## TASK TO COMPLETE
Copy out the blog post below about the Out of Hand shop in full, word for word.

## SOURCE EXCERPT
◆ ◆ ◆

Out of Hand

Out of Hand in South West Calgary

Out of Hand in South West Calgary

I’ve been past Out of Hand, located in Lakeview shopping centre, a few times, but always thought that it was a tailoring or alterations shop. I walked passed a week or so ago, and realized that it’s actually a hand-sewing and quilting shop. I was quite interested in seeing some of the unique products they had, so popped out my iPhone for some quick (and sometimes a little blurry – oops!) photos.

Ribbon trim

Silk ribbons at Out of Hand

Silk ribbons at Out of Hand

Above I photographed a really nice selection of silk ribbon including beautiful gradient ribbons.  If I want to make ribbon flowers, I bet these would be wonderful for that purpose.

Blurry iPhone photo of rose-ribbon and spiked trim at Out of Hand

Blurry iPhone photo of rose-ribbon and spiked trim at Out of Hand

This second photo is the blurry one – but I thought that the spiked trim was really cool, and I could definitly see myself using it. They also had a small stock of that pretty ribbon rose trim – I bought some of this a while back, but haven’t used it yet.

A small selection of buttons

The shop also had a small selection of buttons – including loads of gorgeous rhinestone buttons.  I didn’t check out the prices of the buttons though – some of these I bet are really pricey!

◆ ◆ ◆

## INFORMATION SHOWN
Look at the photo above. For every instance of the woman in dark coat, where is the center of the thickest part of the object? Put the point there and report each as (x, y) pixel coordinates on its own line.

◆ ◆ ◆

## COMPLETED TASK
Out of Hand

Out of Hand in South West Calgary

Out of Hand in South West Calgary

I’ve been past Out of Hand, located in Lakeview shopping centre, a few times, but always thought that it was a tailoring or alterations shop. I walked passed a week or so ago, and realized that it’s actually a hand-sewing and quilting shop. I was quite interested in seeing some of the unique products they had, so popped out my iPhone for some quick (and sometimes a little blurry – oops!) photos.

Ribbon trim

Silk ribbons at Out of Hand

Silk ribbons at Out of Hand

Above I photographed a really nice selection of silk ribbon including beautiful gradient ribbons.  If I want to make ribbon flowers, I bet these would be wonderful for that purpose.

Blurry iPhone photo of rose-ribbon and spiked trim at Out of Hand

Blurry iPhone photo of rose-ribbon and spiked trim at Out of Hand

This second photo is the blurry one – but I thought that the spiked trim was really cool, and I could definitly see myself using it. They also had a small stock of that pretty ribbon rose trim – I bought some of this a while back, but haven’t used it yet.

A small selection of buttons

The shop also had a small selection of buttons – including loads of gorgeous rhinestone buttons.  I didn’t check out the prices of the buttons though – some of these I bet are really pricey!